Copy the text of all the material below word for word, omitting the pictures.

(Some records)
○ ○ ○ ○ ○ ○ ○
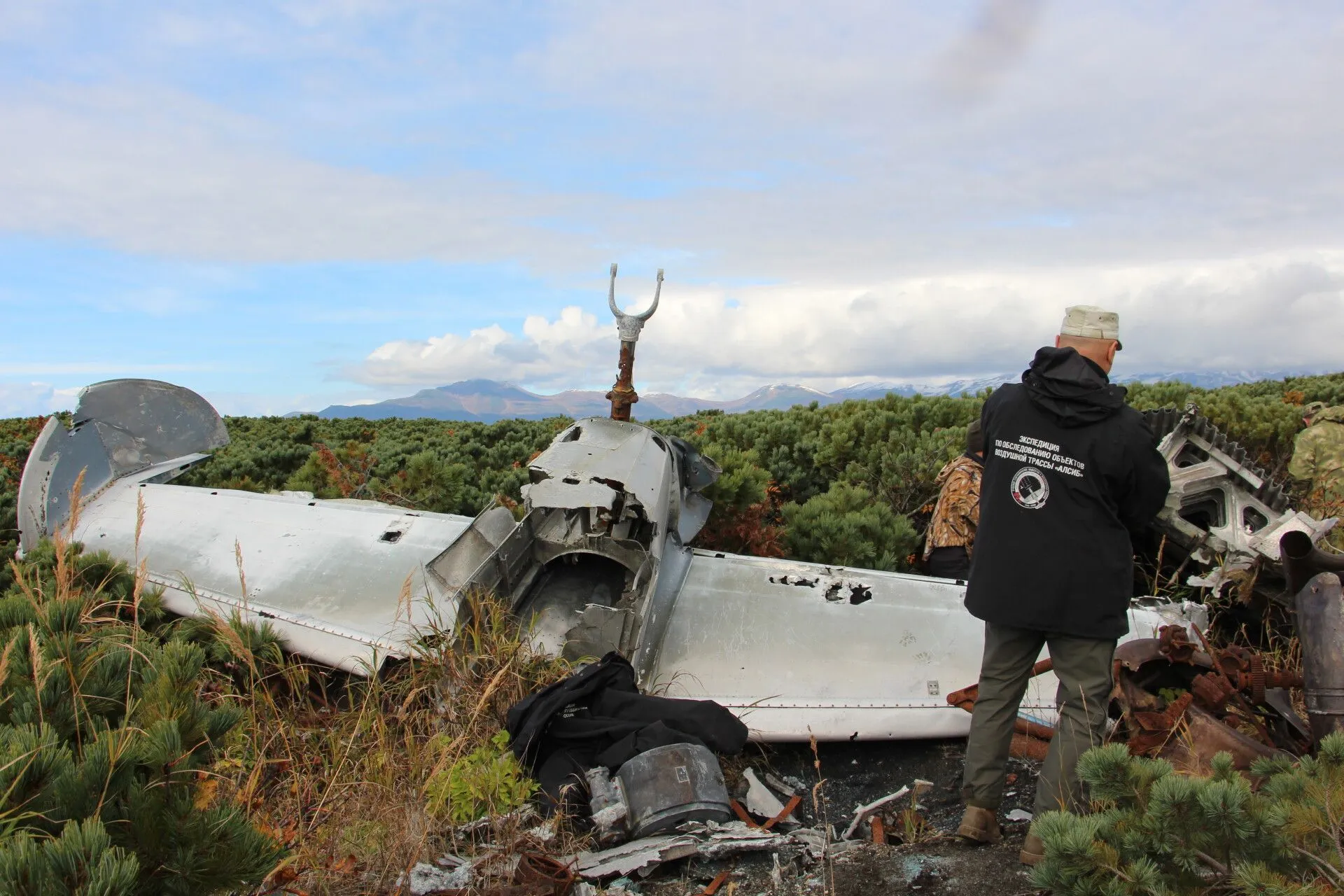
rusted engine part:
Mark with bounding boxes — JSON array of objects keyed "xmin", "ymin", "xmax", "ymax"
[
  {"xmin": 948, "ymin": 657, "xmax": 1055, "ymax": 762},
  {"xmin": 1114, "ymin": 626, "xmax": 1309, "ymax": 772},
  {"xmin": 586, "ymin": 744, "xmax": 732, "ymax": 846},
  {"xmin": 1145, "ymin": 405, "xmax": 1335, "ymax": 606},
  {"xmin": 606, "ymin": 262, "xmax": 663, "ymax": 421},
  {"xmin": 1281, "ymin": 532, "xmax": 1344, "ymax": 741}
]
○ ○ ○ ○ ○ ○ ○
## [WRITTEN RESPONSE]
rusted engine part:
Mark with bounding boxes — JSON array of objects keyed "xmin", "ymin", "xmax", "ymax"
[
  {"xmin": 948, "ymin": 657, "xmax": 1055, "ymax": 762},
  {"xmin": 1114, "ymin": 626, "xmax": 1309, "ymax": 772},
  {"xmin": 586, "ymin": 744, "xmax": 732, "ymax": 846},
  {"xmin": 1145, "ymin": 405, "xmax": 1335, "ymax": 606},
  {"xmin": 606, "ymin": 262, "xmax": 663, "ymax": 421},
  {"xmin": 1281, "ymin": 532, "xmax": 1344, "ymax": 741}
]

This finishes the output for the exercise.